- **GIVEN TASK**:
Pick out and copy each line of the entries below that contains the word "front".

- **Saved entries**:
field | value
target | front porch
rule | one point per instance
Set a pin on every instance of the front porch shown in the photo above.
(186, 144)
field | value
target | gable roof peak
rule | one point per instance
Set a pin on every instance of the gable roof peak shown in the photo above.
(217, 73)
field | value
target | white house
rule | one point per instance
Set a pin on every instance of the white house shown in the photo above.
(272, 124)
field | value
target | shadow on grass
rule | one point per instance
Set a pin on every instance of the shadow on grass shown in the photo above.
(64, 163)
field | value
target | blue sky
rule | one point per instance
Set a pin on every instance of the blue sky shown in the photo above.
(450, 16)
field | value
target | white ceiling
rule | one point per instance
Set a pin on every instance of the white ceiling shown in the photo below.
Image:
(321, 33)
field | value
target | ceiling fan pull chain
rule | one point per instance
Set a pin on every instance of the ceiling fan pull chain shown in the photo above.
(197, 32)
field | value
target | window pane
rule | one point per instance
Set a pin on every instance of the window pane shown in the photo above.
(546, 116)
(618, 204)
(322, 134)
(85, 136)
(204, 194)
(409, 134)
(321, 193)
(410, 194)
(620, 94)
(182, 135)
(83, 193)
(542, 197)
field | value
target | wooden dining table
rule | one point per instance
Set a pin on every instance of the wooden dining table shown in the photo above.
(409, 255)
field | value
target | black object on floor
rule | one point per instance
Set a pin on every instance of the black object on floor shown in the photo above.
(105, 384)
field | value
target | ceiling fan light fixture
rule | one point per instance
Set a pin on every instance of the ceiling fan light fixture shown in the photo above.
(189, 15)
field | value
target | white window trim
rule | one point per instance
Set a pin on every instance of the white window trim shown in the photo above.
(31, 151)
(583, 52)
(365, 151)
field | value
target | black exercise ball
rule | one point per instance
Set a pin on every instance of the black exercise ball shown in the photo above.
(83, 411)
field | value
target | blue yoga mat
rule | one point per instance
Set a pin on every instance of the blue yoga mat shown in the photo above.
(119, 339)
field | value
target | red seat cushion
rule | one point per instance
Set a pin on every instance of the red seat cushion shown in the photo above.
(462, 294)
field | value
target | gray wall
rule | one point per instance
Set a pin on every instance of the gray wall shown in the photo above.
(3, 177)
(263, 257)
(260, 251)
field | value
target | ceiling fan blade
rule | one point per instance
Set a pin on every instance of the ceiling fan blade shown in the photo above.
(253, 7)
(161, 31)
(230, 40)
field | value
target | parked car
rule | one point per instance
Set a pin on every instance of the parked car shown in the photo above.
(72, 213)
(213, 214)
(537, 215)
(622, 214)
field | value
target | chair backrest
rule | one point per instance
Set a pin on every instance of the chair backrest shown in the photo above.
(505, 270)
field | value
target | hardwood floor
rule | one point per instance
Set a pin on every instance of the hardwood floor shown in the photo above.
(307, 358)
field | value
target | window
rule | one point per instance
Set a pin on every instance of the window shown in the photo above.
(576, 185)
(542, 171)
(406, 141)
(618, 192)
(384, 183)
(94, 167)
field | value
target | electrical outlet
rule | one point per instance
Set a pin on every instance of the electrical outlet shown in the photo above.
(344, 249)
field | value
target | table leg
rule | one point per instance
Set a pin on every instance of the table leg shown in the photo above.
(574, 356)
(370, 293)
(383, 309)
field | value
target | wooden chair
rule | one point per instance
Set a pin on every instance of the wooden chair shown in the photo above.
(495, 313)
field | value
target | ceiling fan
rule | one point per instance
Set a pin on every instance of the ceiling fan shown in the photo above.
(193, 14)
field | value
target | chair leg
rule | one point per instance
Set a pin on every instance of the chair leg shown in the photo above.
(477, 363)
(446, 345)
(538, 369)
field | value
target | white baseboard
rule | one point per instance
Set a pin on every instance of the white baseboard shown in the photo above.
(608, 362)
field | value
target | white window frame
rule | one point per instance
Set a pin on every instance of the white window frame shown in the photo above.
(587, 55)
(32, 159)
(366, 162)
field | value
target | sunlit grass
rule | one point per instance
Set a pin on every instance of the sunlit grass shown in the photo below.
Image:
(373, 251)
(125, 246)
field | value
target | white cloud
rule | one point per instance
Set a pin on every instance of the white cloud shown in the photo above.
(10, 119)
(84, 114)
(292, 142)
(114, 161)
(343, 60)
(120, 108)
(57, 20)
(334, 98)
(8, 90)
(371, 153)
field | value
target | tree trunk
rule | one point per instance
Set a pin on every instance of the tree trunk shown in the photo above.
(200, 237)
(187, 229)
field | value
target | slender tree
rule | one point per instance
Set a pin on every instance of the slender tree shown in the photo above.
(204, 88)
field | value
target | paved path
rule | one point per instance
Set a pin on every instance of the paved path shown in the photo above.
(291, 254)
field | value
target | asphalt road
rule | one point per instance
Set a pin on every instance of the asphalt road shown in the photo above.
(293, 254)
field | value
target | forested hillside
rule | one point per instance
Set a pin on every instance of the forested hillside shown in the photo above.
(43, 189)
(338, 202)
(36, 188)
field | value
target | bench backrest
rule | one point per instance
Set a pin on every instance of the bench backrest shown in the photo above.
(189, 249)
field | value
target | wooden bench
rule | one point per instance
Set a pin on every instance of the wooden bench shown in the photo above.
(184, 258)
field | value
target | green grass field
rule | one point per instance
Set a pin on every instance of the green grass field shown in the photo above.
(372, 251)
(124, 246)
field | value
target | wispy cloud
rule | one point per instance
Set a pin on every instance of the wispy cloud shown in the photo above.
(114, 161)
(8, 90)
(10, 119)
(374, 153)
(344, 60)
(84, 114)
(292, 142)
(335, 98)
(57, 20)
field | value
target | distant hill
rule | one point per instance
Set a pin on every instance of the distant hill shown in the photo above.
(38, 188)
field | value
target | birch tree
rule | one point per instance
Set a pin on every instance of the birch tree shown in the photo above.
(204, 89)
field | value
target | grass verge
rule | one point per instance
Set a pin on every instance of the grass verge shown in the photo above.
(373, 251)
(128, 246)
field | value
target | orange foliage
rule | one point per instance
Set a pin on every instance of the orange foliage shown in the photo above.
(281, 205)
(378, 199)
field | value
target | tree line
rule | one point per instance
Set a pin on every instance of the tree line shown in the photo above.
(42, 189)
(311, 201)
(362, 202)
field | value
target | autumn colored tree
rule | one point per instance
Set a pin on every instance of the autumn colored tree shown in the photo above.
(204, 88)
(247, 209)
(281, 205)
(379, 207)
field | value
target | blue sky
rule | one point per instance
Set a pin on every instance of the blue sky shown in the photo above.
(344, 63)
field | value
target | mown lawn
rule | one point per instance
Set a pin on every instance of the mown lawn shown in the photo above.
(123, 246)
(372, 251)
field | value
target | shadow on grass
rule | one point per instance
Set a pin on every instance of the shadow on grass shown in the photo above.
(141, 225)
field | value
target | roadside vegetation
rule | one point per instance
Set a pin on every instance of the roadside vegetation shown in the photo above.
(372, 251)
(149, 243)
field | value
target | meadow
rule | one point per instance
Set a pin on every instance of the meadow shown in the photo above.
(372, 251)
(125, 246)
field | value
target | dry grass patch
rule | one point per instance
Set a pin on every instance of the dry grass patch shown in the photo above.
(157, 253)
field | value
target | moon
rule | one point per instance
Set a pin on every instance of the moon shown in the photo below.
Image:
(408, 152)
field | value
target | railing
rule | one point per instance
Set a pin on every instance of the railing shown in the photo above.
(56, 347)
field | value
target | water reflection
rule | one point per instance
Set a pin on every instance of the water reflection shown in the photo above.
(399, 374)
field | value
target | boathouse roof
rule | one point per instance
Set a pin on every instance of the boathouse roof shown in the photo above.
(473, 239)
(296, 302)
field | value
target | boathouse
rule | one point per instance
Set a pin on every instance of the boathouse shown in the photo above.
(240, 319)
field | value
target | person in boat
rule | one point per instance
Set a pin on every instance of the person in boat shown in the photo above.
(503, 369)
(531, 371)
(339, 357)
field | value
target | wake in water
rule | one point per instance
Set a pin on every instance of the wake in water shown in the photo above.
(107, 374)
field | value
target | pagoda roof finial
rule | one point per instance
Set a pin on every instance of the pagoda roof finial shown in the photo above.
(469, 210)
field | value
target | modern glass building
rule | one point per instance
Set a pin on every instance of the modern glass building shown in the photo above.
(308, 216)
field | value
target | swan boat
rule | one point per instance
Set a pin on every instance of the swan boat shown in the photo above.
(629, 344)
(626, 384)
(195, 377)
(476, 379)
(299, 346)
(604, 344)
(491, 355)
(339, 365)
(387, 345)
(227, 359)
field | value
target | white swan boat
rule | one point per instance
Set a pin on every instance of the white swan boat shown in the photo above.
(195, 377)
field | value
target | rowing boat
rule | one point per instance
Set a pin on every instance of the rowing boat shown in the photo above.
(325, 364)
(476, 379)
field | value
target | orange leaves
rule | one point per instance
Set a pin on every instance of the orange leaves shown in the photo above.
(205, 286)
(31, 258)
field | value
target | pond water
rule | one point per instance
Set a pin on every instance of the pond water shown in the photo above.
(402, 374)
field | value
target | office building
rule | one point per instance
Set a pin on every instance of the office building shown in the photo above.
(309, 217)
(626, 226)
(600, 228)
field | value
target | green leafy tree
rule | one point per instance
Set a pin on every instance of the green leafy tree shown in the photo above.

- **RESPONSE TO THE EXERCISE**:
target | front porch
Set a pin on every instance of the front porch shown in the photo above.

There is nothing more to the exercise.